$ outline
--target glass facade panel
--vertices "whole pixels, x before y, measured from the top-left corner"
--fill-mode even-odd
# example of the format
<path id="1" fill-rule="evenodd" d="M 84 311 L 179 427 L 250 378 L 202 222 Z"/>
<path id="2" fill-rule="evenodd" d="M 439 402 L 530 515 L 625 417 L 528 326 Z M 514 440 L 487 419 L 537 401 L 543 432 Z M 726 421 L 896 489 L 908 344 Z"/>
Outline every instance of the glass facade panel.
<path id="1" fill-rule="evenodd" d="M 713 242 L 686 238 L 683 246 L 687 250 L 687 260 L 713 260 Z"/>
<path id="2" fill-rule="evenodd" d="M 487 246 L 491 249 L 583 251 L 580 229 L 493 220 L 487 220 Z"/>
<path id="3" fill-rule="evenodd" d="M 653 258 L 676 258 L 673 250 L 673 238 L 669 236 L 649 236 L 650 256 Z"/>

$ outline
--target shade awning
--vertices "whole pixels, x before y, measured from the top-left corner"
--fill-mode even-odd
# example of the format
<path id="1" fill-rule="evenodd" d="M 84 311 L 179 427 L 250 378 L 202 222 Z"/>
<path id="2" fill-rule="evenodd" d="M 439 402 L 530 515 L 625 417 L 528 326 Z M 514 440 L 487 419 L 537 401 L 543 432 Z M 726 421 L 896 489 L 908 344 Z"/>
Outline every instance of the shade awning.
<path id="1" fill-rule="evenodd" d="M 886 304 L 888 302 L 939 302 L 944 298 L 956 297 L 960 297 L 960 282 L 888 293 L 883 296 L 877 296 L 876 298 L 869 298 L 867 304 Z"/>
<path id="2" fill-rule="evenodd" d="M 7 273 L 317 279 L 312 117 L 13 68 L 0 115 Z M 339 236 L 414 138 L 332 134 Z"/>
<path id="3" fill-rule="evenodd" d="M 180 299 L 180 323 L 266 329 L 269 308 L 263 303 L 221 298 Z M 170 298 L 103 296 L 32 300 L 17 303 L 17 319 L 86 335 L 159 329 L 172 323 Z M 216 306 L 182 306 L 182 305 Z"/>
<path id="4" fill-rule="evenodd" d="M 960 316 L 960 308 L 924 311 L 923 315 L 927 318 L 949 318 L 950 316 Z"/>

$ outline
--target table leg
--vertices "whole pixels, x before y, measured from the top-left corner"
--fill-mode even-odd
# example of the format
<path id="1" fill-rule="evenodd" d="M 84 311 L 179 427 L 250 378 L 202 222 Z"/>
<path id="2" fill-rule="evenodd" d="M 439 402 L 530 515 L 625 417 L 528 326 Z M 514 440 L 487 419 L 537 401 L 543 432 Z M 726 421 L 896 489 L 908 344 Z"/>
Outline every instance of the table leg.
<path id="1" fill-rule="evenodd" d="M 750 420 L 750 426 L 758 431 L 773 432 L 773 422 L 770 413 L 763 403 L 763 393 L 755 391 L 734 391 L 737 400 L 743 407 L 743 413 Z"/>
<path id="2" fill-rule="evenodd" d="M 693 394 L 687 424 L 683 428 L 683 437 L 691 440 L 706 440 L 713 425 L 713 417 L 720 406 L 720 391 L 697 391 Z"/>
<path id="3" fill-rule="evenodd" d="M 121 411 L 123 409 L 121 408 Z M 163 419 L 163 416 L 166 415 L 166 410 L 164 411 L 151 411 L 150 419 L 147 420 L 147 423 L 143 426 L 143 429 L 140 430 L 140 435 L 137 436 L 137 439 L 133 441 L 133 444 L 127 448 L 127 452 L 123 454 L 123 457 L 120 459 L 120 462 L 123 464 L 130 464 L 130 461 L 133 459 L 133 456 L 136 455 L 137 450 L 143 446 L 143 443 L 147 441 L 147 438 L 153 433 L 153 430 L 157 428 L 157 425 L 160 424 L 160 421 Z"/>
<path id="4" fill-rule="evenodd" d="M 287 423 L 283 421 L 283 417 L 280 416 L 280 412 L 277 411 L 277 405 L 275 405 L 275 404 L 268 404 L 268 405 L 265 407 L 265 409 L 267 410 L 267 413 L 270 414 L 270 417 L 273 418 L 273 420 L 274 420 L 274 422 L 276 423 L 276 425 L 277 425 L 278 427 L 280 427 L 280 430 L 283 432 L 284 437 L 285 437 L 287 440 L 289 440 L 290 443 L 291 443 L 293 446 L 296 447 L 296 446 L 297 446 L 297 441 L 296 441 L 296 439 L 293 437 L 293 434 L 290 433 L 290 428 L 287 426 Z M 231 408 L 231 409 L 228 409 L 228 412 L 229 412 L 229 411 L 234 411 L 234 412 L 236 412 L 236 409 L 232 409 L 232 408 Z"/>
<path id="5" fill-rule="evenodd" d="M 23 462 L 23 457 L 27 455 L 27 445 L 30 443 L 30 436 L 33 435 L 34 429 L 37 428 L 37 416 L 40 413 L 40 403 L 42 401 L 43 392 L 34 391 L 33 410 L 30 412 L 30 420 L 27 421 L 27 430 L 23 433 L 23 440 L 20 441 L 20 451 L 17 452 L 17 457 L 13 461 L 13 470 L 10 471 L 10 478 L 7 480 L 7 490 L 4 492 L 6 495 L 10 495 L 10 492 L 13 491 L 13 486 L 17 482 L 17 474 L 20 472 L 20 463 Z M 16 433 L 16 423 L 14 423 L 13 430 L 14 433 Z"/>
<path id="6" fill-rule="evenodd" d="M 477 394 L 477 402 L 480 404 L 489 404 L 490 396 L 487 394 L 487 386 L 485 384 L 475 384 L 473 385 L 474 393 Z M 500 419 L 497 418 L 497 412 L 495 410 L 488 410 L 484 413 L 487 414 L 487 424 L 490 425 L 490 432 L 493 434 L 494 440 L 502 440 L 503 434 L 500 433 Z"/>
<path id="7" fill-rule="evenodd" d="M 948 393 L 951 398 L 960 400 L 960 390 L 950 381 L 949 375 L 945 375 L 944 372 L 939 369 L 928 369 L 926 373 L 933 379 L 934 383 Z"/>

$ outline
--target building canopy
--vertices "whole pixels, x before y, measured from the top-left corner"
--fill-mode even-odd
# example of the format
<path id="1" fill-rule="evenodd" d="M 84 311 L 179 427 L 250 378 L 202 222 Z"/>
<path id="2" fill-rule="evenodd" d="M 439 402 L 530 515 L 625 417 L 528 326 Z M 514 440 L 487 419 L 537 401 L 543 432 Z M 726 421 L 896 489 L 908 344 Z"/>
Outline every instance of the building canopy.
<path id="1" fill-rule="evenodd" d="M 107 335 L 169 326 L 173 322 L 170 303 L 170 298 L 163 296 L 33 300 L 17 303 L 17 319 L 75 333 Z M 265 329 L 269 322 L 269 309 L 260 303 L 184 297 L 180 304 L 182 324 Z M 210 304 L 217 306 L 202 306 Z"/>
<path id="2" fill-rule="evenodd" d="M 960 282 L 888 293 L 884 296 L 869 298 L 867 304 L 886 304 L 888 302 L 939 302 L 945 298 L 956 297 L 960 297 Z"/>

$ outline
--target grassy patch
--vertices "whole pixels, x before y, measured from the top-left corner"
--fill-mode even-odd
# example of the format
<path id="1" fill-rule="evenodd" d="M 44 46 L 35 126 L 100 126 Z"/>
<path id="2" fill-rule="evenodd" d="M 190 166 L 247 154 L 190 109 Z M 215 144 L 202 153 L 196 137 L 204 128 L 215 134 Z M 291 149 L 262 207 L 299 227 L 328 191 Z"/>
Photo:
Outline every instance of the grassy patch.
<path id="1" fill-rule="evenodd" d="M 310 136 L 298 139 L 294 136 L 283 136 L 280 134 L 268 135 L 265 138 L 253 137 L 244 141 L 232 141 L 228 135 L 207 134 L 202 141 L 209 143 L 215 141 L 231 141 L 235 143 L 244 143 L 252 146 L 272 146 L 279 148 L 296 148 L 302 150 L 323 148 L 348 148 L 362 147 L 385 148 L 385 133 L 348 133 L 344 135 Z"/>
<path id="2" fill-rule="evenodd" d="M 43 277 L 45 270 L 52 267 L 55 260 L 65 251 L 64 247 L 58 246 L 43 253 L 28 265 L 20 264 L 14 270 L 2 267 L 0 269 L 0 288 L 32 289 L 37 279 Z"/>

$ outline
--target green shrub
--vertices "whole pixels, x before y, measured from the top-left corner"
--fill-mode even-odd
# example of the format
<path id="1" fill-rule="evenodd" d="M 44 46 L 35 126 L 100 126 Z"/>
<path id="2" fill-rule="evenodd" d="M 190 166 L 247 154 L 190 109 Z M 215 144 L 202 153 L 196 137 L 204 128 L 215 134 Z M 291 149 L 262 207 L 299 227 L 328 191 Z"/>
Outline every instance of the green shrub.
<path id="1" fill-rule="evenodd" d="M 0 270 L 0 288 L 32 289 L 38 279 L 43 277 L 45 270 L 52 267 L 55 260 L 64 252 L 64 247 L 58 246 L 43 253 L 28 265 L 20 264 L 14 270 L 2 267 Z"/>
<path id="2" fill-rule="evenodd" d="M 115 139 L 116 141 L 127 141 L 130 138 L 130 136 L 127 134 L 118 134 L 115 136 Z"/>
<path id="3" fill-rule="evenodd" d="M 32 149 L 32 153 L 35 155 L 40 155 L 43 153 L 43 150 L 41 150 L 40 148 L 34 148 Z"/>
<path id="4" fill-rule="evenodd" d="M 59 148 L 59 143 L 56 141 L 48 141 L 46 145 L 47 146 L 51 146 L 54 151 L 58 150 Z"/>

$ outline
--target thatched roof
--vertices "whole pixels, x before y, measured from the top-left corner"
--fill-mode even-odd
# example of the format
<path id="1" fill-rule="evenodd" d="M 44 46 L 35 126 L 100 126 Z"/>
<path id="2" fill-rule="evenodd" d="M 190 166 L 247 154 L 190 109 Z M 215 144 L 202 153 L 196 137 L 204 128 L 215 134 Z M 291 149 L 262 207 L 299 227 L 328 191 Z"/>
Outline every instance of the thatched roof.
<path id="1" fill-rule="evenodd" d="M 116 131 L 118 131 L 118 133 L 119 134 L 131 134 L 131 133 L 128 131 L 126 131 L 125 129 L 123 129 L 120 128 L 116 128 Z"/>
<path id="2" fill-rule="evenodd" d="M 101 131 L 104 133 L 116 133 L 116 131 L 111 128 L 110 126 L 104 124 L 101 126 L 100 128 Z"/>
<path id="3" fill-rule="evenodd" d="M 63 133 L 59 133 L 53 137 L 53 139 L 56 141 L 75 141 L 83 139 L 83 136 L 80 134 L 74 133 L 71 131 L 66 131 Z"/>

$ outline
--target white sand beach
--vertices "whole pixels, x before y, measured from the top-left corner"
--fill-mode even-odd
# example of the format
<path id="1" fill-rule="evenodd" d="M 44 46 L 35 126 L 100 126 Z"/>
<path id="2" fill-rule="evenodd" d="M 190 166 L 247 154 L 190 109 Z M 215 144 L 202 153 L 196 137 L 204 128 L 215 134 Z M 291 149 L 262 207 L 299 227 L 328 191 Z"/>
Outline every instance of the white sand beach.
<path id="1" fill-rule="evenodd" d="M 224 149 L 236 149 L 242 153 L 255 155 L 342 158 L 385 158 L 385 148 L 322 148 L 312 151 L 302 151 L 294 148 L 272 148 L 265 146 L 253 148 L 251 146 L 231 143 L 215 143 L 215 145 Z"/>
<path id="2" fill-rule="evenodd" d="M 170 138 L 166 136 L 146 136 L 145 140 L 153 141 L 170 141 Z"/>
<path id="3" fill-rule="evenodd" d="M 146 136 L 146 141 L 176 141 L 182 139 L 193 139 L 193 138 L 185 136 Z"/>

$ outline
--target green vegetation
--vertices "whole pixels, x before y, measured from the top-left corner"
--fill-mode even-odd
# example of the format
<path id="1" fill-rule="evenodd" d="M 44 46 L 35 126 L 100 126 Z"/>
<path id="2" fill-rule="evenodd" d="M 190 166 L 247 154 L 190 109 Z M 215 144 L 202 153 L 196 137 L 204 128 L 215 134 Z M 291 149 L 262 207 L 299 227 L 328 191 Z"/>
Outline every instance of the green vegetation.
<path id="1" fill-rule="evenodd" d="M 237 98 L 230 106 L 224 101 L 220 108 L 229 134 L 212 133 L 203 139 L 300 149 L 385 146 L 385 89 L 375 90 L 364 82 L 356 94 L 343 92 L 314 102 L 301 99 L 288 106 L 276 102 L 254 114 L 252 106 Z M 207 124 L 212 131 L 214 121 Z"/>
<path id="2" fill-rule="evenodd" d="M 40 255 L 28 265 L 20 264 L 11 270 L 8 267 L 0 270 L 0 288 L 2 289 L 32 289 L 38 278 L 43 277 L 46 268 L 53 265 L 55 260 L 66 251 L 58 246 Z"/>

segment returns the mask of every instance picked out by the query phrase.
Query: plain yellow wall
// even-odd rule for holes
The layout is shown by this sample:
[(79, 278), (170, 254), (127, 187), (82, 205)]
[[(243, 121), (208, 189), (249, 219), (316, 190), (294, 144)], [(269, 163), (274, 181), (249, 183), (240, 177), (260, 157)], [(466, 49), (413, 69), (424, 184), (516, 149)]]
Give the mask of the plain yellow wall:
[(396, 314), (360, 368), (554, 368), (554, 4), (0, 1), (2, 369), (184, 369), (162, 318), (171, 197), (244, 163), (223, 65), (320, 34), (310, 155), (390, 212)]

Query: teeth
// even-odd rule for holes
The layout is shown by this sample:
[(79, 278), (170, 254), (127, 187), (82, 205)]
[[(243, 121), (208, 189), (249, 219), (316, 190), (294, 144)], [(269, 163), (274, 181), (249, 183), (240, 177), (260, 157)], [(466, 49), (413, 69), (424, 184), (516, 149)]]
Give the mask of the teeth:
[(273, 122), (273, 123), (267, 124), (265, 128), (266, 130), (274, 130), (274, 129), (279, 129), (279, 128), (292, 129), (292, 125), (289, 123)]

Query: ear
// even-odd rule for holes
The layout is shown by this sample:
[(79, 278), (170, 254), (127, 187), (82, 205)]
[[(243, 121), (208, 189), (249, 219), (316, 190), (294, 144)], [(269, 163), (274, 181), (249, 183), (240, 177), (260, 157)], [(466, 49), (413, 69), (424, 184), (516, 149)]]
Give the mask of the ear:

= PROBLEM DESCRIPTION =
Please turn the lines above into a JSON list of strings, one string per line and no blank lines. Begin at the first line of the entries and stop after the line that contains "Outline every instance of the glass".

= WORKED ANSWER =
[
  "$ outline",
  "--target glass facade panel",
  "--vertices \"whole pixels, x before y, measured from the top-left corner\"",
  "--fill-mode even-odd",
  "# example of the format",
  "<path id=\"1\" fill-rule=\"evenodd\" d=\"M 84 311 L 179 427 L 250 378 L 202 222 Z\"/>",
  "<path id=\"2\" fill-rule=\"evenodd\" d=\"M 439 402 L 530 515 L 625 417 L 528 326 Z M 514 440 L 487 419 L 537 401 L 543 432 Z M 726 421 L 896 489 L 908 344 Z\"/>",
  "Outline every instance of the glass facade panel."
]